WHAT YOU SHOULD DO:
Nothing is to be left out: repeat every entry exactly as given.

[EXTRACTED INFORMATION — start]

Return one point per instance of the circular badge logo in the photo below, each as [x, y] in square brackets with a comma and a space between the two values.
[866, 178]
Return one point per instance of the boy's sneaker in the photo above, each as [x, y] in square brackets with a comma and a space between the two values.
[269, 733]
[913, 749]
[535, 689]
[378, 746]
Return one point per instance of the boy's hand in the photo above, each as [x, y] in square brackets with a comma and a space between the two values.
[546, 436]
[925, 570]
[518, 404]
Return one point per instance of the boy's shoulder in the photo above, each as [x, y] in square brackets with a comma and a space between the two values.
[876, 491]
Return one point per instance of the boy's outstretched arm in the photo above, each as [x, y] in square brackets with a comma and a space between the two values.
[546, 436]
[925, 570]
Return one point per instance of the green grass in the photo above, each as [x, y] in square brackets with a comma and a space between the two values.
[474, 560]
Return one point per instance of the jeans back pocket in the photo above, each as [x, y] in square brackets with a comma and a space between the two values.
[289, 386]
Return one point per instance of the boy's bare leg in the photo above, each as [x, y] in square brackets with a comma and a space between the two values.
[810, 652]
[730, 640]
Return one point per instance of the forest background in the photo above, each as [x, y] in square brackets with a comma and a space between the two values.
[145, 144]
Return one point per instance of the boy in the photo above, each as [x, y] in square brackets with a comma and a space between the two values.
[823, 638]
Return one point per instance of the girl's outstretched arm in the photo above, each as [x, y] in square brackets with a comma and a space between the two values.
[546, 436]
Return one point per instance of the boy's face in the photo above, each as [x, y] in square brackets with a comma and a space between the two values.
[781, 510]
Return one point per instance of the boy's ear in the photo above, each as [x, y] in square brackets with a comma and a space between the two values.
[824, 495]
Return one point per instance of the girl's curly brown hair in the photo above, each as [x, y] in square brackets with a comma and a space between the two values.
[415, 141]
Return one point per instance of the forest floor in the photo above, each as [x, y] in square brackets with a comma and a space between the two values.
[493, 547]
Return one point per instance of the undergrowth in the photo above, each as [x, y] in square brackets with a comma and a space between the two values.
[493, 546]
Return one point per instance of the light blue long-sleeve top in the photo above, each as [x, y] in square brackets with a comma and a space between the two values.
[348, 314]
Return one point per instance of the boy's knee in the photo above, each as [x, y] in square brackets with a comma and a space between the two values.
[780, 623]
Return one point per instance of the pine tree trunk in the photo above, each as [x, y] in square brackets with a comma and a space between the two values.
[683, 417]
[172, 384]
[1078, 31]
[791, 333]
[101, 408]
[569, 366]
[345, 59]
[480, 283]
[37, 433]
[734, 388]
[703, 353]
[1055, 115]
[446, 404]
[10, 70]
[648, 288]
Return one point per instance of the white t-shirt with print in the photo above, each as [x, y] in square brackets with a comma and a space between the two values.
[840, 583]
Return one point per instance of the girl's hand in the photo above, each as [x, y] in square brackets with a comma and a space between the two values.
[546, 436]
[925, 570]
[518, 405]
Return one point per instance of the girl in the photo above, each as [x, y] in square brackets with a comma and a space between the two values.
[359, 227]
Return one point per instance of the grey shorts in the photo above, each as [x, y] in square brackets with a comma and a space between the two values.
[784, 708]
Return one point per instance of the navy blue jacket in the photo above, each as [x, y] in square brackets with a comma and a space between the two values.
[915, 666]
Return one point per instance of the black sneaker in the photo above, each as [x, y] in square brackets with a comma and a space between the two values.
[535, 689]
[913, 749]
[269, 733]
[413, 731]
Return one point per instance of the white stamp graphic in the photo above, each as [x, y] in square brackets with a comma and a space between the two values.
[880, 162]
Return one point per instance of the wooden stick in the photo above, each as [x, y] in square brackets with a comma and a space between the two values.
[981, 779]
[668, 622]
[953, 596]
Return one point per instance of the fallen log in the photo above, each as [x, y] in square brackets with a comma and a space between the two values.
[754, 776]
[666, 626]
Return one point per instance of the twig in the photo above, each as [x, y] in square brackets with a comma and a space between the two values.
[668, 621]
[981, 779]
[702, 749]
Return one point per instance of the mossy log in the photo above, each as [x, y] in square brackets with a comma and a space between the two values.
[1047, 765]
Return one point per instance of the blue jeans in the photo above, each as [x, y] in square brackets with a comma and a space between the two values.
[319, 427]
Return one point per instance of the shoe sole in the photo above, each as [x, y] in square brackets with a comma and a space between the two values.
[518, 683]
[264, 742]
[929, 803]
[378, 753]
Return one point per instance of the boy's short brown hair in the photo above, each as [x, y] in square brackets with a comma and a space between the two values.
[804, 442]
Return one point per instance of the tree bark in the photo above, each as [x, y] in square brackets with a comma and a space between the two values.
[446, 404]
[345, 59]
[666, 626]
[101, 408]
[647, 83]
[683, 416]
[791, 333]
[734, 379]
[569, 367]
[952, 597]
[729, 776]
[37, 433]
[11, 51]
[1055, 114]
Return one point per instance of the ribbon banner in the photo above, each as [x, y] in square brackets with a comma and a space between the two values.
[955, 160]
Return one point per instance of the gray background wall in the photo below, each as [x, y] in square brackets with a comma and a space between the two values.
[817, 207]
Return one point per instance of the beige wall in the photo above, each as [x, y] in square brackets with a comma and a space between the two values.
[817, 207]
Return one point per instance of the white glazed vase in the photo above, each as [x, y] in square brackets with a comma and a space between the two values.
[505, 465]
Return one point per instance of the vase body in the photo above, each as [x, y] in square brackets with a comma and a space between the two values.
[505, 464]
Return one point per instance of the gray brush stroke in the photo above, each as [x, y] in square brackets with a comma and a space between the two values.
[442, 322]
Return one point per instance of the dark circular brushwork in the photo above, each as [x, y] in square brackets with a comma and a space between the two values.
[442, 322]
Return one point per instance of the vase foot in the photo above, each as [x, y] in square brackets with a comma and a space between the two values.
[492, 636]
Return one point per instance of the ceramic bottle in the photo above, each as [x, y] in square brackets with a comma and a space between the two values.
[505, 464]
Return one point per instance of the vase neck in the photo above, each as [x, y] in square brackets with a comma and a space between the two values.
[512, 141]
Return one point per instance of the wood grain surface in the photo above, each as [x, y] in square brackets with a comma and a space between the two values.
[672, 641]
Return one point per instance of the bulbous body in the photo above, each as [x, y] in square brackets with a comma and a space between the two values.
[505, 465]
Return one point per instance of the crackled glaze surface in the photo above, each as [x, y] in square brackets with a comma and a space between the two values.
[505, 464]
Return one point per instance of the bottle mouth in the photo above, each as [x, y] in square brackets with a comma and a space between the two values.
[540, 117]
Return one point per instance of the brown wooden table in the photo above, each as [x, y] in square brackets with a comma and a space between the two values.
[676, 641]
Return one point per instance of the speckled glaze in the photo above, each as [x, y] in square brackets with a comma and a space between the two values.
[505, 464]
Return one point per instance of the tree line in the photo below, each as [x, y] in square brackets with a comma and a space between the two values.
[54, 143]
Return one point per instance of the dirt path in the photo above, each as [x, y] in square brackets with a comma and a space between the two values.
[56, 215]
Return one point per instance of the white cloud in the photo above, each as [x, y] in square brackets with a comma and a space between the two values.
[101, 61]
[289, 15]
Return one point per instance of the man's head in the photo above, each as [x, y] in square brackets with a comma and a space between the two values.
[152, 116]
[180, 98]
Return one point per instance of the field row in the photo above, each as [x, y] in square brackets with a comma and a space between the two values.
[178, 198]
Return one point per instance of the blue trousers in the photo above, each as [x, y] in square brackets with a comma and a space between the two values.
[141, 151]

[EXTRACTED INFORMATION — finish]

WRITTEN ANSWER:
Return one point per instance of the circular badge logo in the photo below, each as [x, y] in square brackets with a comma and a space between the two values.
[866, 178]
Return one point per instance of the boy's sneaker in the photo above, each as [x, y] in square brackets with a comma and a space between the two values.
[269, 733]
[913, 749]
[535, 689]
[378, 746]
Return one point per instance of the boy's hand in the photo above, each as [x, y] in square brackets with a comma and a space between the two values.
[546, 436]
[925, 570]
[518, 404]
Return one point per instance of the boy's shoulder in the photo above, each as [x, y] in square brackets with a comma and a space between the two values.
[876, 491]
Return one point per instance of the boy's outstretched arm in the photo above, each as [x, y] in square brackets with a comma and a space between the two values.
[546, 436]
[925, 570]
Return one point per instance of the green grass in the photo above, each as [x, y] in square brackets with a comma and a space between the two values.
[474, 560]
Return one point per instance of the jeans back pocket in the photo above, each as [x, y] in square brackets with a comma and a space between the two values.
[289, 386]
Return one point per instance of the boy's bare leg in the photo above, each as [x, y] in square brackets with a comma and a space between the two values.
[810, 652]
[730, 640]
Return one point per instance of the forest background in the photo above, each as [x, y] in square brackets with a comma and a space between the two values.
[145, 144]
Return one point per instance of the boy in the photo above, each as [x, y] in square brackets with a comma and a space between the two values.
[823, 638]
Return one point per instance of the girl's outstretched arm in the photo above, each as [x, y] in square brackets with a comma and a space between the two values.
[546, 436]
Return one point per instance of the boy's face in the photo above, each as [x, y] in square brackets with a comma and a space between the two values.
[781, 510]
Return one point per instance of the boy's ear in the photo above, each as [x, y] in square brackets with a comma and a space between the two values.
[824, 495]
Return one point per instance of the girl's curly brown hair in the photo above, each as [x, y] in square brackets with a comma and a space between the two values.
[415, 141]
Return one point per instance of the forest floor in the photo above, each as [x, y] in square brackets with a comma and a space between the two values.
[493, 547]
Return one point per instance of the undergrowth in the photo above, each as [x, y] in square brackets with a comma and a space between the two values.
[493, 546]
Return one point per instance of the light blue long-sleeve top in the photo above, each as [x, y] in square brackets with a comma and a space between the two values.
[348, 314]
Return one point per instance of the boy's knee in the photo above, each as [x, y] in square brackets with a comma and a space between the two values.
[780, 623]
Return one point per instance of the pine tree trunk in the photo above, each as [x, y] in square brackets with a comma and a space between the two values.
[683, 417]
[172, 384]
[1078, 31]
[791, 333]
[101, 408]
[569, 366]
[345, 59]
[480, 283]
[37, 433]
[734, 388]
[703, 353]
[1055, 115]
[446, 404]
[10, 70]
[648, 288]
Return one point per instance of the white t-shirt with print in the photo above, each as [x, y] in square brackets with a comma and a space between the two values.
[840, 583]
Return one point per instance of the girl's hand in the photo above, each as [x, y] in square brackets with a comma and a space between the two values.
[546, 436]
[925, 570]
[518, 405]
Return one point per instance of the girl in the photo above, each as [x, y] in square brackets with a comma and a space between the two values.
[359, 227]
Return one point per instance of the grey shorts in the photo above, each as [x, y] in square brackets with a comma and a space between the two values.
[784, 708]
Return one point per instance of the navy blue jacket in the photo above, each as [x, y] in square brackets with a comma and a space between the two values.
[915, 666]
Return one point per instance of the black sneaker in the photo above, each as [x, y] in square brackets with a comma and a space between the two values.
[535, 689]
[913, 749]
[269, 733]
[413, 731]
Return one point per instance of the white stamp graphic in the photo above, each as [x, y] in square brackets with a comma and a space between the two values.
[880, 162]
Return one point per instance of the wooden stick in the photo above, each as [x, y] in square brackets with a comma and a space between the two values.
[981, 779]
[668, 622]
[953, 596]
Return one point per instance of the fallen log in the photo above, each as [x, y] in square brackets with a comma and a space between the two values.
[754, 776]
[666, 626]
Return one point per instance of the twig in the photo above, each as [x, y] in square brackets with a comma and a space between the two values.
[668, 621]
[981, 779]
[702, 749]
Return one point per instance of the mossy log in the photo above, each as [x, y] in square brackets with a comma and a space between the two values.
[1047, 765]
Return one point per instance of the blue jeans in the photo above, each as [x, y] in square brackets with a comma and a space between the two values.
[319, 427]
Return one point per instance of the shoe sole in the photo above, each as [x, y] in square brackets with a comma and a space between the two values.
[518, 683]
[264, 742]
[929, 803]
[378, 753]
Return one point per instance of the boy's short brown hair in the photo above, each as [x, y] in square brackets with a comma and a space between the two values.
[804, 442]
Return one point per instance of the tree bark in the photo above, each as [x, y] in square brackets with a comma and a space between the two values.
[446, 404]
[345, 59]
[666, 626]
[101, 408]
[647, 83]
[683, 416]
[791, 333]
[734, 379]
[569, 367]
[952, 597]
[729, 776]
[37, 433]
[11, 51]
[1055, 114]
Return one point per instance of the ribbon banner in the photo above, each as [x, y] in square brackets with a comma and a space between the two values.
[955, 160]
Return one point per instance of the gray background wall in the photo below, each as [x, y] in square brackets with a comma and a space between the two values.
[817, 207]
Return one point per instance of the beige wall in the photo above, each as [x, y] in square brackets with a comma and a space between the two values.
[817, 207]
Return one point per instance of the white glazed vase in the photo above, each as [x, y] in square brackets with a comma and a space between the two values.
[505, 465]
Return one point per instance of the vase body in the photo above, each as [x, y] in square brackets with a comma and a space between the two values.
[505, 464]
Return one point per instance of the gray brush stroke in the photo above, each as [x, y] in square brackets with a comma and a space between the two values.
[442, 322]
Return one point per instance of the dark circular brushwork in the photo above, each as [x, y] in square brackets with a comma and a space between the two values.
[442, 322]
Return one point per instance of the vase foot in the photo above, each as [x, y] in square brackets with a comma and a space between the two values.
[492, 636]
Return one point per instance of the ceramic bottle in the photo above, each as [x, y] in square brackets with a comma and a space between the two values.
[505, 464]
Return one point per instance of the vase neck in the photo above, each as [x, y] in square brackets with a comma and a space between the two values.
[512, 141]
Return one point per instance of the wood grain surface in the photo above, each as [x, y] in square brackets with a comma and a space between the two values.
[672, 641]
Return one point per instance of the bulbous body in the photo above, each as [x, y] in square brackets with a comma and a space between the two values.
[505, 465]
Return one point per instance of the crackled glaze surface in the photo above, each as [x, y] in square brackets with a comma and a space between the two values.
[505, 464]
Return one point per instance of the bottle mouth in the photo above, each as [x, y] in square brackets with a comma and a space between the two values.
[540, 117]
Return one point per instance of the brown wooden table in the photo above, each as [x, y] in square brackets with a comma and a space between the two values.
[676, 641]
Return one point per instance of the speckled glaze in the photo above, each as [x, y] in square brackets with a comma and a space between the two values.
[505, 464]
Return one point per instance of the tree line in the photo below, each as [x, y] in square brackets with a comma and a space between the two values.
[54, 143]
Return one point per instance of the dirt path in the photo above, each as [x, y] in square brackets with a comma and a space between the two values.
[56, 215]
Return one point per instance of the white cloud in the photo above, each as [x, y] in square brackets with a comma and a space between the two values.
[101, 61]
[289, 15]
Return one point per instance of the man's head in the photo above, each as [x, y] in square brackets with a comma and a space between the two values.
[152, 116]
[180, 98]
Return one point per instance of the field row in the photo above, each as [x, y] in square brackets with a comma and a space between the two values.
[178, 198]
Return one point per instance of the blue trousers in the photo above, each as [x, y] in square brackets with a comma and a space between the two values.
[141, 151]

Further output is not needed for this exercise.